Location identification entries

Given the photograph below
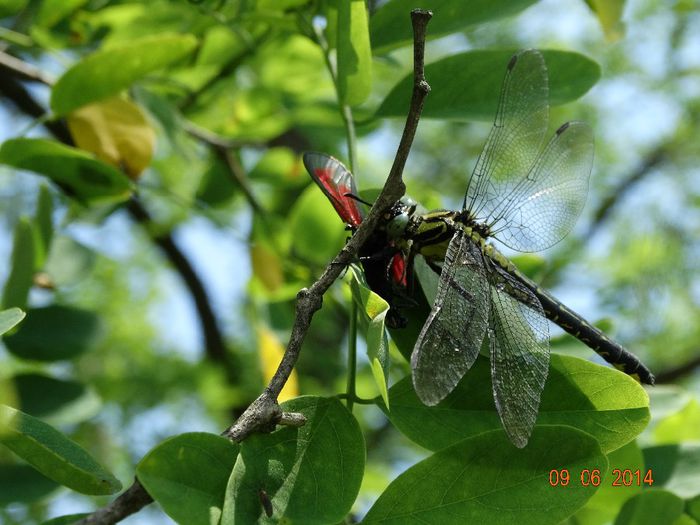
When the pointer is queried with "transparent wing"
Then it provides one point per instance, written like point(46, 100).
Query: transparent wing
point(519, 344)
point(516, 137)
point(451, 337)
point(336, 182)
point(543, 207)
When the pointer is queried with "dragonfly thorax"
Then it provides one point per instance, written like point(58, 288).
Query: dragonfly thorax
point(467, 219)
point(398, 217)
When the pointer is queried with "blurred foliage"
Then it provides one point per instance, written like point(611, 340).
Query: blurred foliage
point(196, 113)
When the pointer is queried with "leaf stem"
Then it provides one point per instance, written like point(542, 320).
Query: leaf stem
point(350, 390)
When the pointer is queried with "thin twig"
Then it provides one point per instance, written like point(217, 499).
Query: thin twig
point(615, 196)
point(215, 347)
point(130, 501)
point(677, 372)
point(264, 413)
point(23, 70)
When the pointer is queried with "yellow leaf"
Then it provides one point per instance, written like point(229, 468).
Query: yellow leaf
point(271, 351)
point(117, 132)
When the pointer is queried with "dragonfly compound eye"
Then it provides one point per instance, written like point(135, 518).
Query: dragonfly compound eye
point(396, 227)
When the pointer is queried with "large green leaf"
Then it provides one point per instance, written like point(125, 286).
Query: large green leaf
point(675, 467)
point(487, 480)
point(53, 333)
point(78, 173)
point(107, 72)
point(391, 26)
point(53, 454)
point(23, 484)
point(10, 318)
point(187, 476)
point(310, 474)
point(19, 282)
point(601, 401)
point(68, 519)
point(651, 507)
point(354, 53)
point(609, 14)
point(58, 401)
point(613, 492)
point(10, 7)
point(375, 308)
point(69, 261)
point(468, 85)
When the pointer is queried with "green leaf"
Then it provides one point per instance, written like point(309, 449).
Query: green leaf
point(78, 173)
point(681, 426)
point(69, 261)
point(599, 400)
point(68, 519)
point(486, 480)
point(609, 13)
point(375, 308)
point(53, 333)
point(468, 85)
point(651, 507)
point(187, 476)
point(60, 400)
point(10, 7)
point(675, 467)
point(23, 484)
point(606, 503)
point(317, 231)
point(10, 318)
point(693, 508)
point(390, 26)
point(53, 454)
point(311, 474)
point(43, 225)
point(354, 53)
point(51, 12)
point(21, 277)
point(108, 72)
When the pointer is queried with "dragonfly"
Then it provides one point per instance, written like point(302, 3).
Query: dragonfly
point(527, 194)
point(383, 265)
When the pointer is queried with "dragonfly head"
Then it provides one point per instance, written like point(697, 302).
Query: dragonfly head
point(397, 218)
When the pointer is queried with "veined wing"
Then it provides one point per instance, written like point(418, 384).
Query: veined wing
point(451, 337)
point(516, 137)
point(337, 182)
point(543, 207)
point(519, 344)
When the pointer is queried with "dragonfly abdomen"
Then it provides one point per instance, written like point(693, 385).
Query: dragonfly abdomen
point(591, 336)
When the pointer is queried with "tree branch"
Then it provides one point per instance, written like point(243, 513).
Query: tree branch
point(608, 204)
point(12, 69)
point(215, 348)
point(677, 372)
point(264, 412)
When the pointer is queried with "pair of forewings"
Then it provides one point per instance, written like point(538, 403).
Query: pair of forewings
point(530, 198)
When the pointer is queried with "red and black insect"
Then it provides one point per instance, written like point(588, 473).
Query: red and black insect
point(384, 266)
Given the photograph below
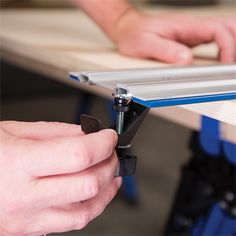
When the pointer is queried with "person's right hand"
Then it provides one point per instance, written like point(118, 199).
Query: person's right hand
point(53, 178)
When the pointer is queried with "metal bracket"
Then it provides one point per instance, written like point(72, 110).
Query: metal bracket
point(132, 117)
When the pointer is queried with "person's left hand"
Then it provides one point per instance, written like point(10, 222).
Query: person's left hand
point(168, 38)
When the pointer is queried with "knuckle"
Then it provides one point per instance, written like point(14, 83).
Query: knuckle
point(82, 156)
point(83, 221)
point(18, 228)
point(91, 186)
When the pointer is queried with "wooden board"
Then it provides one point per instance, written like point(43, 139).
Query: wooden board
point(54, 42)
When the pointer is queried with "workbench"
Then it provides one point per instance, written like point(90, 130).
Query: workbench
point(55, 42)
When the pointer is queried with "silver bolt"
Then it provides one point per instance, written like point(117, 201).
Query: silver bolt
point(120, 122)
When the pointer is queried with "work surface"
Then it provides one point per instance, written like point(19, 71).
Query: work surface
point(56, 42)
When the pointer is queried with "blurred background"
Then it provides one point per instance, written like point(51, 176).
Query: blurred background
point(140, 209)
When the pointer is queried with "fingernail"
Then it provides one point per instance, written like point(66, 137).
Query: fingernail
point(118, 181)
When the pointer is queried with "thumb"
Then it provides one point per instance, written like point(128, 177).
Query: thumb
point(168, 51)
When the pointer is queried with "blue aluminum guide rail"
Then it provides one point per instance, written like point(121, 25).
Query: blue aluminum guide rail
point(174, 100)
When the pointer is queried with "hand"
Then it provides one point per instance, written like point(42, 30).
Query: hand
point(168, 38)
point(53, 178)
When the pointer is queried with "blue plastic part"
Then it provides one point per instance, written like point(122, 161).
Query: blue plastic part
point(229, 150)
point(73, 77)
point(185, 100)
point(228, 226)
point(177, 101)
point(209, 136)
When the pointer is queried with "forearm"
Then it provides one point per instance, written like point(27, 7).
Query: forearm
point(106, 13)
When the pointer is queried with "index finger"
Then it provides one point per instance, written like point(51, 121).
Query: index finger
point(68, 154)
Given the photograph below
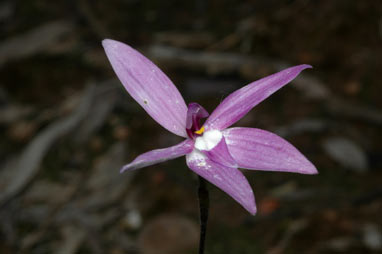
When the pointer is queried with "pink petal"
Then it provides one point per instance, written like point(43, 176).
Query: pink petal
point(262, 150)
point(228, 179)
point(240, 102)
point(160, 155)
point(149, 86)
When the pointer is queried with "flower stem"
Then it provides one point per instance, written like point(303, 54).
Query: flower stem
point(203, 206)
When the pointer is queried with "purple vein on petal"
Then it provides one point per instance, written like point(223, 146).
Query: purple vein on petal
point(262, 150)
point(228, 179)
point(160, 155)
point(149, 86)
point(240, 102)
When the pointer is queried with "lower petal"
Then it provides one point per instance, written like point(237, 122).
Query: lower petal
point(262, 150)
point(228, 179)
point(160, 155)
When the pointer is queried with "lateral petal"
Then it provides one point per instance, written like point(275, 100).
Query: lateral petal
point(148, 85)
point(160, 155)
point(262, 150)
point(228, 179)
point(240, 102)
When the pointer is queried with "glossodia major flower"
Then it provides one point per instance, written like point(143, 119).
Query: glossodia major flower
point(213, 150)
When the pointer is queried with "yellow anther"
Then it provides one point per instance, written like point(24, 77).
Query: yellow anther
point(200, 131)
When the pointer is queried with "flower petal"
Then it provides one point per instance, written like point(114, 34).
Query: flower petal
point(160, 155)
point(240, 102)
point(228, 179)
point(262, 150)
point(149, 86)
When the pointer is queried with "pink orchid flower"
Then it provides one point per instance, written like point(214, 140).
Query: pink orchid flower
point(213, 151)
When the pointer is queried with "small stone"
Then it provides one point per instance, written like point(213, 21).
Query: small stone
point(170, 234)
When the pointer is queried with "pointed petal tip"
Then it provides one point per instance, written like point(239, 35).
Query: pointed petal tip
point(252, 209)
point(123, 169)
point(306, 66)
point(108, 42)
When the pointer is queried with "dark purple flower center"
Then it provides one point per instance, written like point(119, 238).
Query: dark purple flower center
point(195, 112)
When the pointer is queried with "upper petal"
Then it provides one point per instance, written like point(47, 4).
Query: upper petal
point(160, 155)
point(262, 150)
point(149, 86)
point(238, 103)
point(228, 179)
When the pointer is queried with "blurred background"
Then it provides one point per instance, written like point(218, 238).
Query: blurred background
point(67, 126)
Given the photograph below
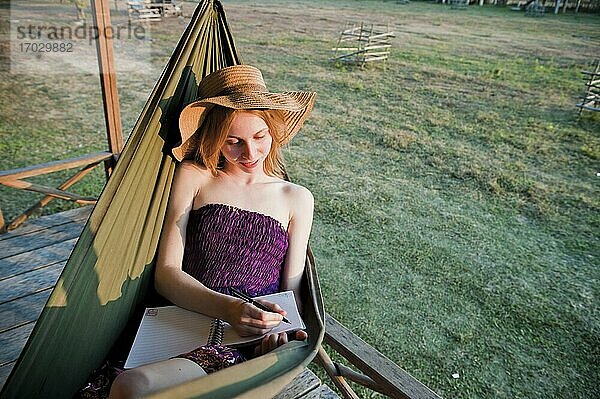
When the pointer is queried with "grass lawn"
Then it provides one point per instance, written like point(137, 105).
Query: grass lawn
point(457, 223)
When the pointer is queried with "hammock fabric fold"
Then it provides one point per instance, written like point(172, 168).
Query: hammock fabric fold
point(110, 271)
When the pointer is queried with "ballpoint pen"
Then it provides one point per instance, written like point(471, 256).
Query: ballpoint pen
point(247, 298)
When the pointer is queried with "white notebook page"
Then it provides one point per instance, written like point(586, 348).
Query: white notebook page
point(170, 330)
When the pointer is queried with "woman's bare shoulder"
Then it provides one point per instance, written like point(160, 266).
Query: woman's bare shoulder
point(191, 170)
point(299, 196)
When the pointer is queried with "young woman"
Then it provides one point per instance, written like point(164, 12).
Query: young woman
point(232, 221)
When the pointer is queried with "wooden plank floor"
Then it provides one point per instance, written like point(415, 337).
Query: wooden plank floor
point(31, 260)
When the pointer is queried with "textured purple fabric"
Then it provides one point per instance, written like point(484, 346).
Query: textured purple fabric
point(231, 247)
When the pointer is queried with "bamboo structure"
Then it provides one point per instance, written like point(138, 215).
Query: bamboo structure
point(591, 99)
point(360, 44)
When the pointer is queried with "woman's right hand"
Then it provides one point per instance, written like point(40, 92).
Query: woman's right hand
point(249, 320)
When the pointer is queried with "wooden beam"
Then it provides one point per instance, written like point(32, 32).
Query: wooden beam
point(54, 166)
point(394, 381)
point(24, 185)
point(108, 77)
point(16, 222)
point(325, 361)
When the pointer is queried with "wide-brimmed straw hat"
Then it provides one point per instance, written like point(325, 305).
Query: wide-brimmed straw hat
point(241, 87)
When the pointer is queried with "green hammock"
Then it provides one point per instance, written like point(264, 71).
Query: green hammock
point(109, 273)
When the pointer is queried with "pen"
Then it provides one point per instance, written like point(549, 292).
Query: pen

Task requirements
Quote the entries word for word, starting at the beginning of the entries and ending at the line that contains "point(350, 390)", with both of those lines included. Omit the pictures.

Response to this exercise
Given the photograph below
When the pointer is queried with "transparent wing"
Then it provides one point per instance, written like point(46, 100).
Query: transparent wing
point(519, 344)
point(516, 137)
point(451, 337)
point(336, 182)
point(543, 207)
When the pointer is queried with "dragonfly thorax"
Then it provides one point per instance, written like point(58, 288).
Query: dragonfly thorax
point(467, 219)
point(398, 217)
When the pointer is queried with "blurred foliage"
Then it provides one point per instance, written like point(611, 340).
Query: blurred foliage
point(196, 113)
When the pointer is queried with "leaf stem"
Then it provides one point per instance, written like point(542, 320).
Query: leaf stem
point(350, 390)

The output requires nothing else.